> **Task instructions**: Turn all of the data below into a Markdown table with the columns Row and Line. Give each nonblank line its own numbered row and leave out blank lines.
_____
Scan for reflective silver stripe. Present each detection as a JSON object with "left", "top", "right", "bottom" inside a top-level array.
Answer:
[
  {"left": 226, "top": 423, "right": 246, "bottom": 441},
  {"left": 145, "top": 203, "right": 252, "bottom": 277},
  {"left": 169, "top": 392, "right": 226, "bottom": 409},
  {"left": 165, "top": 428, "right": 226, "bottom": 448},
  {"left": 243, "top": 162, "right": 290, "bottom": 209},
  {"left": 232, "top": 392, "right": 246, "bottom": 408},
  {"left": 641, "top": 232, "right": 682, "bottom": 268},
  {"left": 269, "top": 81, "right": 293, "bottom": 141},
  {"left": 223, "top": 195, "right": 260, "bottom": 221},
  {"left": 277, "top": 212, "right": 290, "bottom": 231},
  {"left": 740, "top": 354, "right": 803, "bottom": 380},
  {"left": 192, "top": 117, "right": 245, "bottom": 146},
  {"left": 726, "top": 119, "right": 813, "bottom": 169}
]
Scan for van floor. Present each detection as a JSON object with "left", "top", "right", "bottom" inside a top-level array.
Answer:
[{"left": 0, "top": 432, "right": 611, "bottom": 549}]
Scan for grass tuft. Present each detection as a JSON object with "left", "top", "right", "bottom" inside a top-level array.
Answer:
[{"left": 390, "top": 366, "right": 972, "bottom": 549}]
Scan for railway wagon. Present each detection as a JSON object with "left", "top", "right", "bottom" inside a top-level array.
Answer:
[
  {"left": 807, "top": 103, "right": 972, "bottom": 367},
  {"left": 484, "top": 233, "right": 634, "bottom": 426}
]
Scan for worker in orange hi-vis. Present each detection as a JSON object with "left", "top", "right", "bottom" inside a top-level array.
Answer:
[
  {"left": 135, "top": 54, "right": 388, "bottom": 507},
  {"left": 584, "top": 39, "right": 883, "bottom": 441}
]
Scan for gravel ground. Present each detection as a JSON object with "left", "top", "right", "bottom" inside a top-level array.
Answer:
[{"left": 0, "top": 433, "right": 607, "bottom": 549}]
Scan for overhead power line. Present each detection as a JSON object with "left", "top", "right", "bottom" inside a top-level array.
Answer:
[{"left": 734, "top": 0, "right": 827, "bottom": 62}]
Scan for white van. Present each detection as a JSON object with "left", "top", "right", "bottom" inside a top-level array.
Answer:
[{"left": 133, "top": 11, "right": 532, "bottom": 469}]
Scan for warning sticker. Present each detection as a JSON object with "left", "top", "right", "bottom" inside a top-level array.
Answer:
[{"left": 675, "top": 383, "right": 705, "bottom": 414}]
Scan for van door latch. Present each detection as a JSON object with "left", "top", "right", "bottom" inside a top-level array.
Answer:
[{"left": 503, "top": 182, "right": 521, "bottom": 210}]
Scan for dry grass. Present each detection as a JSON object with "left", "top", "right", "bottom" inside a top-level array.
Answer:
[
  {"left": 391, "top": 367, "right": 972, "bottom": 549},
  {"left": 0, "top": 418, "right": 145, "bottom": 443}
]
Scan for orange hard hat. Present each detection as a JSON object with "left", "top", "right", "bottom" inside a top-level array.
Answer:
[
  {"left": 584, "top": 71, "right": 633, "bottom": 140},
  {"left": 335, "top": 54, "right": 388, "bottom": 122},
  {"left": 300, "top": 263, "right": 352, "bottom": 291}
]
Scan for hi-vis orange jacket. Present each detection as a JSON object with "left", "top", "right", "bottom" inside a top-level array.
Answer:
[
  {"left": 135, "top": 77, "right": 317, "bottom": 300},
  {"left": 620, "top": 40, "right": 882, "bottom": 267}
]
_____
> **Task solution**:
| Row | Line |
|---|---|
| 1 | Scan for reflective silver stripe. Present each detection as a JSON object with "left", "top", "right", "bottom" inside a top-level array. |
| 2 | Answer: |
| 3 | [ |
| 4 |   {"left": 226, "top": 423, "right": 246, "bottom": 441}, |
| 5 |   {"left": 145, "top": 203, "right": 252, "bottom": 277}, |
| 6 |   {"left": 169, "top": 392, "right": 226, "bottom": 409}, |
| 7 |   {"left": 165, "top": 428, "right": 226, "bottom": 448}, |
| 8 |   {"left": 243, "top": 162, "right": 290, "bottom": 209}, |
| 9 |   {"left": 232, "top": 392, "right": 246, "bottom": 408}, |
| 10 |   {"left": 641, "top": 232, "right": 682, "bottom": 268}, |
| 11 |   {"left": 269, "top": 81, "right": 293, "bottom": 141}, |
| 12 |   {"left": 223, "top": 195, "right": 260, "bottom": 221}, |
| 13 |   {"left": 277, "top": 212, "right": 290, "bottom": 231}, |
| 14 |   {"left": 740, "top": 354, "right": 803, "bottom": 380}, |
| 15 |   {"left": 192, "top": 117, "right": 245, "bottom": 146}, |
| 16 |   {"left": 726, "top": 119, "right": 813, "bottom": 169} |
| 17 | ] |
| 18 | Scan for van floor. Present each detection as a JSON object with "left", "top", "right", "bottom" inside a top-level array. |
| 19 | Answer: |
| 20 | [{"left": 0, "top": 432, "right": 611, "bottom": 549}] |
| 21 | Scan for grass tuft. Present each detection as a JSON object with "left", "top", "right", "bottom" inside a top-level array. |
| 22 | Answer: |
| 23 | [{"left": 390, "top": 366, "right": 972, "bottom": 549}] |
| 24 | Scan for railway wagon. Present each detection as a JSON object with "left", "top", "right", "bottom" inside a top-level array. |
| 25 | Answer: |
| 26 | [ |
| 27 |   {"left": 807, "top": 103, "right": 972, "bottom": 367}, |
| 28 |   {"left": 484, "top": 233, "right": 634, "bottom": 426} |
| 29 | ] |
| 30 | Scan for worker in orange hi-vis. Present each detection as a JSON object with "left", "top", "right", "bottom" inside a top-level array. |
| 31 | Answer: |
| 32 | [ |
| 33 |   {"left": 135, "top": 54, "right": 388, "bottom": 507}, |
| 34 |   {"left": 584, "top": 39, "right": 883, "bottom": 441} |
| 35 | ] |
| 36 | Scan for gravel ground. Present each detection as a JSON object with "left", "top", "right", "bottom" inside a top-level array. |
| 37 | Answer: |
| 38 | [{"left": 0, "top": 433, "right": 607, "bottom": 549}] |
| 39 | Scan for overhead power line. Present each detection as a JSON object with "left", "top", "right", "bottom" inside a top-level array. |
| 40 | Answer: |
| 41 | [{"left": 734, "top": 0, "right": 827, "bottom": 62}] |
| 42 | Scan for white van. Present each detection as a JSON object with "left", "top", "right", "bottom" inside a top-level array. |
| 43 | Answer: |
| 44 | [{"left": 133, "top": 11, "right": 532, "bottom": 469}] |
| 45 | Scan for warning sticker. Present each detection as a JSON object with "left", "top", "right", "bottom" inside a top-level array. |
| 46 | Answer: |
| 47 | [{"left": 675, "top": 383, "right": 705, "bottom": 414}] |
| 48 | Scan for van door latch. Present each detection as a JSON object with "left", "top", "right", "bottom" inside a top-level array. |
| 49 | Answer: |
| 50 | [{"left": 503, "top": 182, "right": 521, "bottom": 210}] |
| 51 | Scan for dry grass. Present each detection as a JSON object with "left", "top", "right", "bottom" inside a top-level array. |
| 52 | Answer: |
| 53 | [ |
| 54 |   {"left": 391, "top": 367, "right": 972, "bottom": 549}, |
| 55 |   {"left": 0, "top": 418, "right": 145, "bottom": 443} |
| 56 | ] |
| 57 | Scan for orange hard hat. Present each detection as a JSON object with "left", "top", "right", "bottom" inside a top-level array. |
| 58 | Answer: |
| 59 | [ |
| 60 |   {"left": 584, "top": 71, "right": 633, "bottom": 140}, |
| 61 |   {"left": 335, "top": 54, "right": 388, "bottom": 122}, |
| 62 |   {"left": 300, "top": 263, "right": 352, "bottom": 291} |
| 63 | ] |
| 64 | Scan for hi-vis orange jacket. Present each detection as a JSON object with "left", "top", "right", "bottom" inside a top-level array. |
| 65 | Answer: |
| 66 | [ |
| 67 |   {"left": 135, "top": 77, "right": 317, "bottom": 300}, |
| 68 |   {"left": 620, "top": 40, "right": 882, "bottom": 267} |
| 69 | ] |